Ho scritto in un post che quest’anno non avrei compilato la consueta playlist di fine anno dei migliori dischi, ma che avrei preferito suggerire qualcosa di tanto in tanto. Oggi è uno di quei momenti: ho recuperato il fantastico progetto uscito con il nome di Thumbscrew che vede coinvolti personaggi di primo piano della frangia più sperimentale del jazz: Mary Halvorson, Michael Formanek, Tomas Fujiwara. Pubblicato dalla Cuneiform, è un disco che non stanca mai (anche) perché è uno di quei pochi dischi provenienti dallo stantìo ambito del jazz che spostano un po’ più in là i confini del genere.

§ **Dati forniti**:
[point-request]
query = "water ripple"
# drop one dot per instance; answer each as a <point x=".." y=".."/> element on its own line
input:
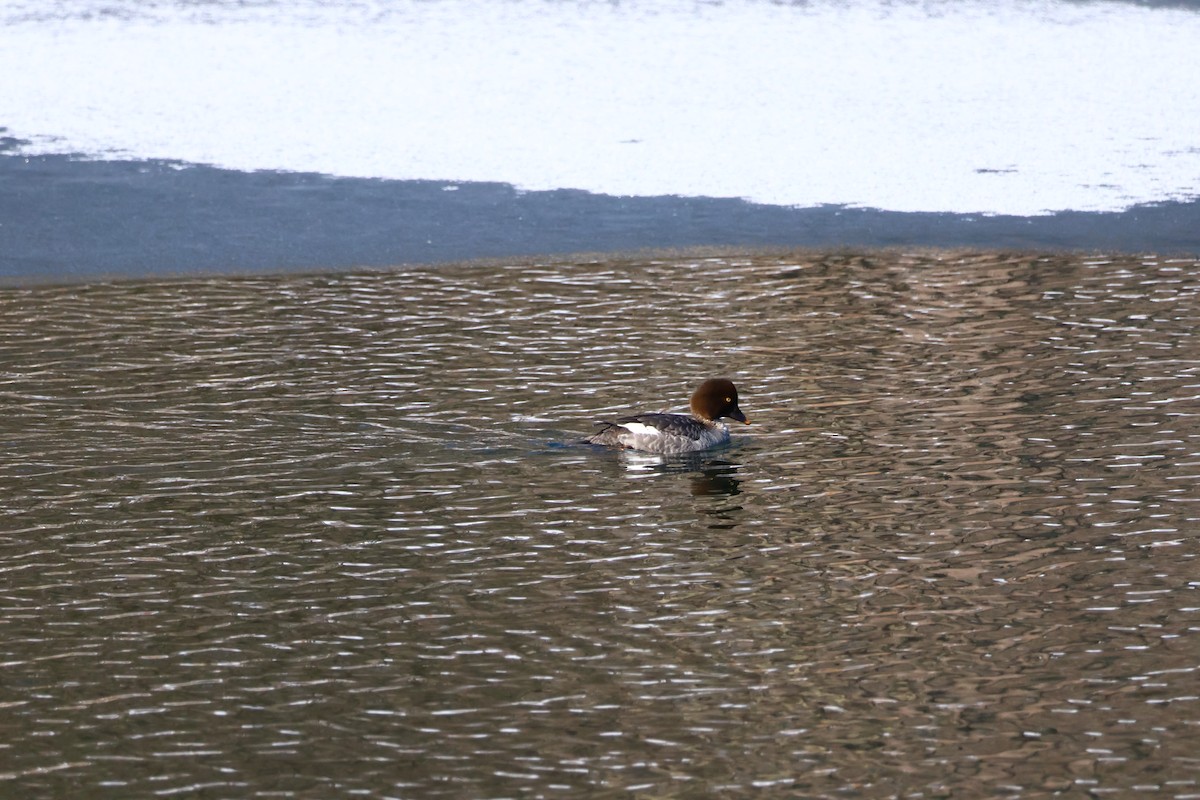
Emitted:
<point x="324" y="535"/>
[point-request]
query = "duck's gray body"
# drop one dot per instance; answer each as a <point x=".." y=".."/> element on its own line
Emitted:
<point x="677" y="433"/>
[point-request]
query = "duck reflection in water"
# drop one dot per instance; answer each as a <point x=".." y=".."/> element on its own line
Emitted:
<point x="709" y="476"/>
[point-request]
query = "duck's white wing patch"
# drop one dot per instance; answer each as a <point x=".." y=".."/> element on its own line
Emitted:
<point x="641" y="429"/>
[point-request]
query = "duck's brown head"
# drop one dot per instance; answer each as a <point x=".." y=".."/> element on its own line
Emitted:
<point x="717" y="397"/>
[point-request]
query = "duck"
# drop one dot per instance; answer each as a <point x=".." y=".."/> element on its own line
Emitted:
<point x="677" y="433"/>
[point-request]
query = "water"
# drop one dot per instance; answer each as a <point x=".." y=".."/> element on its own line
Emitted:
<point x="327" y="535"/>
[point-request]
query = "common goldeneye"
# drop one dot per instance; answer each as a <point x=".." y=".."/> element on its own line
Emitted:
<point x="677" y="433"/>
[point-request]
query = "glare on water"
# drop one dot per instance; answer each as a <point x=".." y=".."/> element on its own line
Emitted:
<point x="329" y="534"/>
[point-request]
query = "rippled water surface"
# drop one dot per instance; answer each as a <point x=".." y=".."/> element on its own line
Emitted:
<point x="327" y="535"/>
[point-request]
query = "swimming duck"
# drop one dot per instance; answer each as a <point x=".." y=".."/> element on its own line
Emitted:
<point x="677" y="433"/>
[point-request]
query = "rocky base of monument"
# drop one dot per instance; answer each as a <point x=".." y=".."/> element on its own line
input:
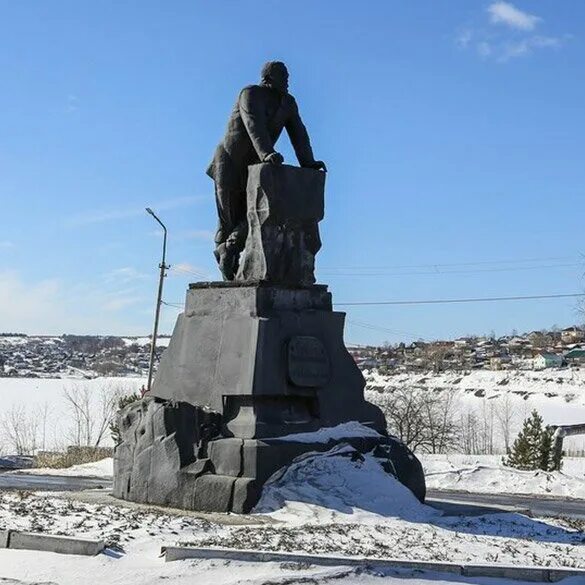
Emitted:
<point x="173" y="454"/>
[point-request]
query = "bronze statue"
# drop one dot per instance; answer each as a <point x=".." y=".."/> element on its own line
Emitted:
<point x="257" y="120"/>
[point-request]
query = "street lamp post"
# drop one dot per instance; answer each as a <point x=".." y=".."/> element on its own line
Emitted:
<point x="163" y="268"/>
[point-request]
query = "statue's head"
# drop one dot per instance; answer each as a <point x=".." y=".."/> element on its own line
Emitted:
<point x="275" y="75"/>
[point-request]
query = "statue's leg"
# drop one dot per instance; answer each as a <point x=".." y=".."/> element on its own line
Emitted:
<point x="231" y="234"/>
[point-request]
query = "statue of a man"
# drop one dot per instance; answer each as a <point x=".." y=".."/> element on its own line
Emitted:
<point x="256" y="122"/>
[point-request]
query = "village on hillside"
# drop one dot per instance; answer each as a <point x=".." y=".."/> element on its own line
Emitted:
<point x="535" y="350"/>
<point x="36" y="356"/>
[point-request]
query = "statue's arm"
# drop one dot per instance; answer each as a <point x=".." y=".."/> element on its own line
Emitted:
<point x="254" y="118"/>
<point x="299" y="137"/>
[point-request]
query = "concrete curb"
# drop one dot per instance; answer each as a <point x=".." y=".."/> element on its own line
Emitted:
<point x="520" y="573"/>
<point x="46" y="542"/>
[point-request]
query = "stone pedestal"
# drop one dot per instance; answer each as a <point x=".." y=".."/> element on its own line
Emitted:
<point x="270" y="359"/>
<point x="285" y="205"/>
<point x="250" y="362"/>
<point x="247" y="364"/>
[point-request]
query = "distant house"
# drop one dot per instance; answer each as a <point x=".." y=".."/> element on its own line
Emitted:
<point x="547" y="360"/>
<point x="575" y="356"/>
<point x="572" y="335"/>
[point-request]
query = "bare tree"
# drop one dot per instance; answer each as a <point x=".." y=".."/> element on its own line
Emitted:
<point x="422" y="419"/>
<point x="506" y="416"/>
<point x="21" y="429"/>
<point x="92" y="411"/>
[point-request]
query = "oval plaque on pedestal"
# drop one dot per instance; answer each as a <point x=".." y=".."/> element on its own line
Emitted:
<point x="308" y="362"/>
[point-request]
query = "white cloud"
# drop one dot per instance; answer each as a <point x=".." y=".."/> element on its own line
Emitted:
<point x="97" y="216"/>
<point x="52" y="307"/>
<point x="507" y="14"/>
<point x="186" y="269"/>
<point x="464" y="38"/>
<point x="516" y="38"/>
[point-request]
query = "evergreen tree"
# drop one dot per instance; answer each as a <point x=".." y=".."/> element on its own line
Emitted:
<point x="533" y="448"/>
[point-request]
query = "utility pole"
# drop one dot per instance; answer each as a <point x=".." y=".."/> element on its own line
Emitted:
<point x="163" y="268"/>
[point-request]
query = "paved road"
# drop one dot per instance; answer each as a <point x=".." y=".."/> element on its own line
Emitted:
<point x="451" y="501"/>
<point x="24" y="481"/>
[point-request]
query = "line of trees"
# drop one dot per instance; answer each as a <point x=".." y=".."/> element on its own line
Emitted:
<point x="84" y="420"/>
<point x="436" y="422"/>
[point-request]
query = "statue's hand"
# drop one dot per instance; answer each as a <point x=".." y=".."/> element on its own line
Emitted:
<point x="274" y="158"/>
<point x="317" y="165"/>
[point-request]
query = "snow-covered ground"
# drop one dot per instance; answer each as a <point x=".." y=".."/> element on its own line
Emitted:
<point x="102" y="469"/>
<point x="486" y="474"/>
<point x="40" y="402"/>
<point x="557" y="394"/>
<point x="337" y="503"/>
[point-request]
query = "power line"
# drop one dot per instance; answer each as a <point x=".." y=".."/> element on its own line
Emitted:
<point x="182" y="270"/>
<point x="469" y="300"/>
<point x="174" y="305"/>
<point x="454" y="264"/>
<point x="382" y="329"/>
<point x="438" y="272"/>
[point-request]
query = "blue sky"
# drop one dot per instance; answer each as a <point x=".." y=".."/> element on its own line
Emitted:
<point x="453" y="132"/>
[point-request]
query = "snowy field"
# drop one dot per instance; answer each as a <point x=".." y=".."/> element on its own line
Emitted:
<point x="333" y="503"/>
<point x="486" y="474"/>
<point x="41" y="402"/>
<point x="557" y="394"/>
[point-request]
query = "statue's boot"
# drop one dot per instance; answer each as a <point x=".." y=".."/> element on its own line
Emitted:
<point x="227" y="258"/>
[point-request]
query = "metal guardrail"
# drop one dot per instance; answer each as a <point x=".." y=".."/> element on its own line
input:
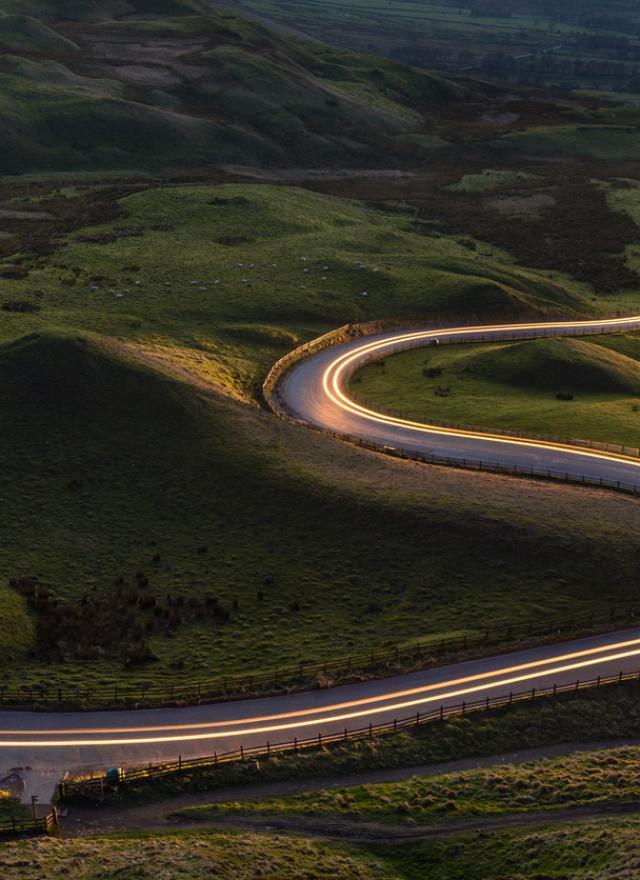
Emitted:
<point x="305" y="673"/>
<point x="100" y="785"/>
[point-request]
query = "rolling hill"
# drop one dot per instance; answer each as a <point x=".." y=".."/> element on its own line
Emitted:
<point x="156" y="84"/>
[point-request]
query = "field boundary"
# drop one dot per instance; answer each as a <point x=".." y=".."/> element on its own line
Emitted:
<point x="99" y="786"/>
<point x="381" y="663"/>
<point x="23" y="827"/>
<point x="352" y="331"/>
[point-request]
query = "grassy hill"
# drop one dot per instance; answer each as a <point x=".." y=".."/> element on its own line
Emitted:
<point x="149" y="523"/>
<point x="519" y="386"/>
<point x="222" y="280"/>
<point x="529" y="41"/>
<point x="157" y="84"/>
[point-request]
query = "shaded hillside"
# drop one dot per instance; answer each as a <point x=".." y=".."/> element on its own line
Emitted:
<point x="164" y="85"/>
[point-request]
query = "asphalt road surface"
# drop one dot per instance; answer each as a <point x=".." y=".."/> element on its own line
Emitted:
<point x="314" y="391"/>
<point x="42" y="746"/>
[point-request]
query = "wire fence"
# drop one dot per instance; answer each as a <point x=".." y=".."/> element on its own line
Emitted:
<point x="312" y="673"/>
<point x="98" y="786"/>
<point x="22" y="826"/>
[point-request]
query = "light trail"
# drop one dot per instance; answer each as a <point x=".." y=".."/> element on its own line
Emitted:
<point x="329" y="719"/>
<point x="349" y="704"/>
<point x="336" y="374"/>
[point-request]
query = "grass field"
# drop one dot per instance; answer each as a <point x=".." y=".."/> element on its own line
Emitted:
<point x="582" y="778"/>
<point x="181" y="85"/>
<point x="122" y="488"/>
<point x="609" y="714"/>
<point x="222" y="280"/>
<point x="515" y="386"/>
<point x="188" y="856"/>
<point x="576" y="47"/>
<point x="589" y="850"/>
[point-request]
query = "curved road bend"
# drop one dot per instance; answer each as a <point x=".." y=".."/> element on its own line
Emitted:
<point x="315" y="391"/>
<point x="51" y="743"/>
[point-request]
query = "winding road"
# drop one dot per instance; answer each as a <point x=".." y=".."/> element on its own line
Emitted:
<point x="314" y="391"/>
<point x="42" y="746"/>
<point x="48" y="744"/>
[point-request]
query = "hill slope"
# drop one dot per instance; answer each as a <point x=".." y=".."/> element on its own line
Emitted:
<point x="163" y="84"/>
<point x="121" y="489"/>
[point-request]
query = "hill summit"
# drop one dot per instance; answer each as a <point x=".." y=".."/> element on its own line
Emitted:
<point x="172" y="83"/>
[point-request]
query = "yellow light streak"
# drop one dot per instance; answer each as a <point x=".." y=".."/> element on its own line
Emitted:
<point x="348" y="704"/>
<point x="329" y="719"/>
<point x="337" y="370"/>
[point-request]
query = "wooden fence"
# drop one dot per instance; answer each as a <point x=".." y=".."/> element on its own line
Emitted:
<point x="20" y="826"/>
<point x="98" y="786"/>
<point x="305" y="674"/>
<point x="273" y="397"/>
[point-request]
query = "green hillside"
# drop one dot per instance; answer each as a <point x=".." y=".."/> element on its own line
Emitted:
<point x="579" y="365"/>
<point x="569" y="388"/>
<point x="147" y="524"/>
<point x="225" y="279"/>
<point x="214" y="89"/>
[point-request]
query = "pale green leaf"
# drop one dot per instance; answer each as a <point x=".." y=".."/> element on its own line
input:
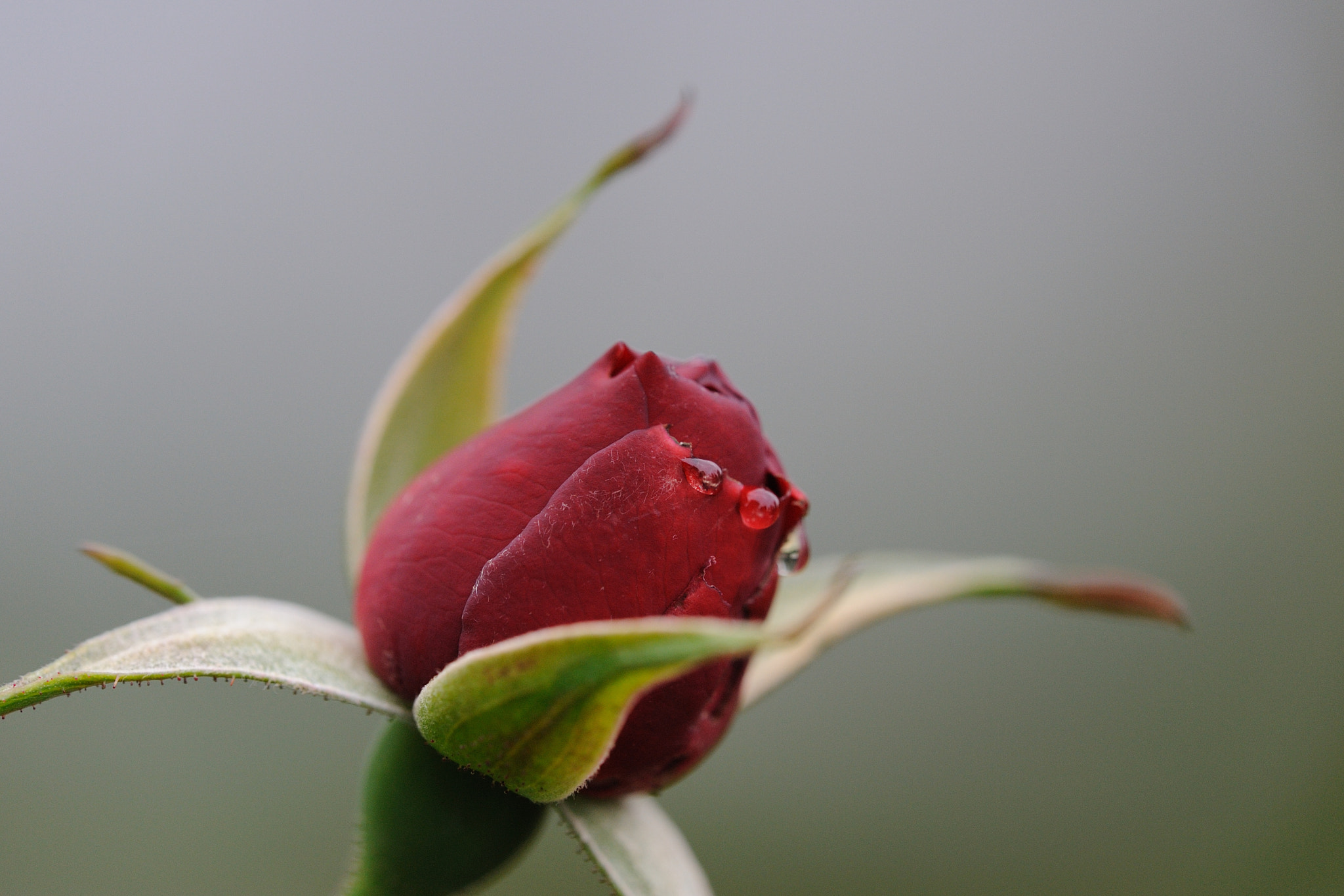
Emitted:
<point x="886" y="584"/>
<point x="637" y="847"/>
<point x="140" y="573"/>
<point x="250" y="638"/>
<point x="448" y="383"/>
<point x="539" y="712"/>
<point x="432" y="828"/>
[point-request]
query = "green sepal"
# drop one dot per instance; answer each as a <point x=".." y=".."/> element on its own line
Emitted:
<point x="429" y="826"/>
<point x="539" y="712"/>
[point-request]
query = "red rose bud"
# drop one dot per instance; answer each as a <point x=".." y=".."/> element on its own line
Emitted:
<point x="641" y="488"/>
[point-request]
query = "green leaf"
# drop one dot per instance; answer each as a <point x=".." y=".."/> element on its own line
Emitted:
<point x="448" y="383"/>
<point x="541" y="711"/>
<point x="252" y="638"/>
<point x="429" y="826"/>
<point x="891" y="583"/>
<point x="140" y="573"/>
<point x="637" y="847"/>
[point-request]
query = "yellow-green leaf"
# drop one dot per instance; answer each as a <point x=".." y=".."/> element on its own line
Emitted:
<point x="448" y="383"/>
<point x="225" y="638"/>
<point x="887" y="583"/>
<point x="539" y="712"/>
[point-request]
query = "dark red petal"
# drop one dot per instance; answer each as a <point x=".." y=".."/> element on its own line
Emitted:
<point x="719" y="425"/>
<point x="433" y="540"/>
<point x="625" y="537"/>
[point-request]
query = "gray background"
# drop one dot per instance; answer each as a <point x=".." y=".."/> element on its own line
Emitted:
<point x="1060" y="280"/>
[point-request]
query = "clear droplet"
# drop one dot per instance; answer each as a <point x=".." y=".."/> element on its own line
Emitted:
<point x="793" y="552"/>
<point x="760" y="508"/>
<point x="705" y="476"/>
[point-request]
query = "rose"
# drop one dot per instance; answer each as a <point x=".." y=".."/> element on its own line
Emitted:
<point x="641" y="488"/>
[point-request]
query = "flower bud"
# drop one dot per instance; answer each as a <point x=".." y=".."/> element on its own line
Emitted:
<point x="641" y="488"/>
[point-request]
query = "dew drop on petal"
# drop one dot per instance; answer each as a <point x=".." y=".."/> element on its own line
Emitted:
<point x="760" y="508"/>
<point x="704" y="476"/>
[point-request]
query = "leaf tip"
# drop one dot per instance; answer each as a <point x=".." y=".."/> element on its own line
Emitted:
<point x="1124" y="594"/>
<point x="632" y="152"/>
<point x="132" y="567"/>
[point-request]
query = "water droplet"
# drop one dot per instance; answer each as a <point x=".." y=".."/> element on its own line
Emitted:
<point x="760" y="508"/>
<point x="793" y="552"/>
<point x="705" y="478"/>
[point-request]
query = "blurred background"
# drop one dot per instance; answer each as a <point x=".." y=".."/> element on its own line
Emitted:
<point x="1045" y="278"/>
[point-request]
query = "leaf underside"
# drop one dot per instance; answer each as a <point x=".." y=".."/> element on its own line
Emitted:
<point x="429" y="826"/>
<point x="448" y="383"/>
<point x="252" y="638"/>
<point x="539" y="712"/>
<point x="637" y="847"/>
<point x="890" y="583"/>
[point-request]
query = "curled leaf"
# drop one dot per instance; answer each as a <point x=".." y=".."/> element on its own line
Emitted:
<point x="252" y="638"/>
<point x="448" y="383"/>
<point x="429" y="826"/>
<point x="539" y="712"/>
<point x="637" y="847"/>
<point x="891" y="583"/>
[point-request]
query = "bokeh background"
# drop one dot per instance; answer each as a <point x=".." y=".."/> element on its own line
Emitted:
<point x="1047" y="278"/>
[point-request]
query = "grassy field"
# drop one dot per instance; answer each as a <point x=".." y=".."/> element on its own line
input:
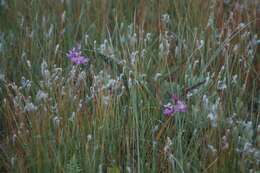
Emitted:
<point x="107" y="114"/>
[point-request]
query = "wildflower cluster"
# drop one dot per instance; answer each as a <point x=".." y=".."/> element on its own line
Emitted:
<point x="76" y="57"/>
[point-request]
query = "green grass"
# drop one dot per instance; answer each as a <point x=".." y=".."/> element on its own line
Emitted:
<point x="107" y="115"/>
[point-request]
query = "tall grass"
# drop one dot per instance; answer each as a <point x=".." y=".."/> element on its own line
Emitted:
<point x="106" y="115"/>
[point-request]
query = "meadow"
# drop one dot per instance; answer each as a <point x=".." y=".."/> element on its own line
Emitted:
<point x="130" y="86"/>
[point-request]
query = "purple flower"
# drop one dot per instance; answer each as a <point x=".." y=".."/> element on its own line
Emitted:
<point x="180" y="106"/>
<point x="75" y="55"/>
<point x="176" y="106"/>
<point x="168" y="109"/>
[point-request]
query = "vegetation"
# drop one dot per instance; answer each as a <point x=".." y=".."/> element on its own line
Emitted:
<point x="105" y="112"/>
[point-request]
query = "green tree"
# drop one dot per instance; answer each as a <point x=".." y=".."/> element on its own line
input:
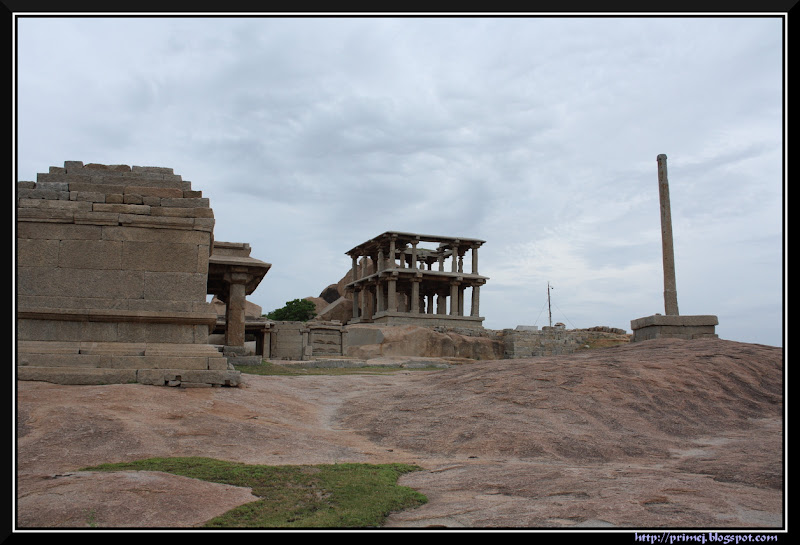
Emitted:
<point x="299" y="310"/>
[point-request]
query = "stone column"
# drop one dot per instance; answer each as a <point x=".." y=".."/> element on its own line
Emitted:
<point x="415" y="295"/>
<point x="392" y="295"/>
<point x="441" y="303"/>
<point x="392" y="252"/>
<point x="234" y="311"/>
<point x="476" y="297"/>
<point x="454" y="298"/>
<point x="670" y="291"/>
<point x="379" y="306"/>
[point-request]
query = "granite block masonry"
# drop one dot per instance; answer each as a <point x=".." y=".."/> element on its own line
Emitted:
<point x="112" y="276"/>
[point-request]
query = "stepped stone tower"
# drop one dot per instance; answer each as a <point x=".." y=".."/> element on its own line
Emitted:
<point x="112" y="276"/>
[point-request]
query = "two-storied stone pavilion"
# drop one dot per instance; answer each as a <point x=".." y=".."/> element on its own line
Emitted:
<point x="398" y="281"/>
<point x="112" y="278"/>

§ **Esercizio scritto A**: Riporta dalla pagina il brano che va da "Ho scritto in" fino a "confini del genere." compreso.
§ **Esercizio scritto B**: Riassumi la pagina in due frasi.
§ **Esercizio scritto C**: Secondo la pagina, da chi è stato pubblicato il disco dei Thumbscrew?

§ **Risposta corretta A**:
Ho scritto in un post che quest’anno non avrei compilato la consueta playlist di fine anno dei migliori dischi, ma che avrei preferito suggerire qualcosa di tanto in tanto. Oggi è uno di quei momenti: ho recuperato il fantastico progetto uscito con il nome di Thumbscrew che vede coinvolti personaggi di primo piano della frangia più sperimentale del jazz: Mary Halvorson, Michael Formanek, Tomas Fujiwara. Pubblicato dalla Cuneiform, è un disco che non stanca mai (anche) perché è uno di quei pochi dischi provenienti dallo stantìo ambito del jazz che spostano un po’ più in là i confini del genere.

§ **Risposta corretta B**: Chi scrive ha rinunciato quest'anno alla consueta playlist di fine anno per suggerire qualcosa di tanto in tanto, e ora propone Thumbscrew, progetto con Mary Halvorson, Michael Formanek e Tomas Fujiwara, figure di primo piano del jazz più sperimentale. Il disco, pubblicato dalla Cuneiform, non stanca mai anche perché sposta un po' più in là i confini del genere.

§ **Risposta corretta C**: Dalla Cuneiform.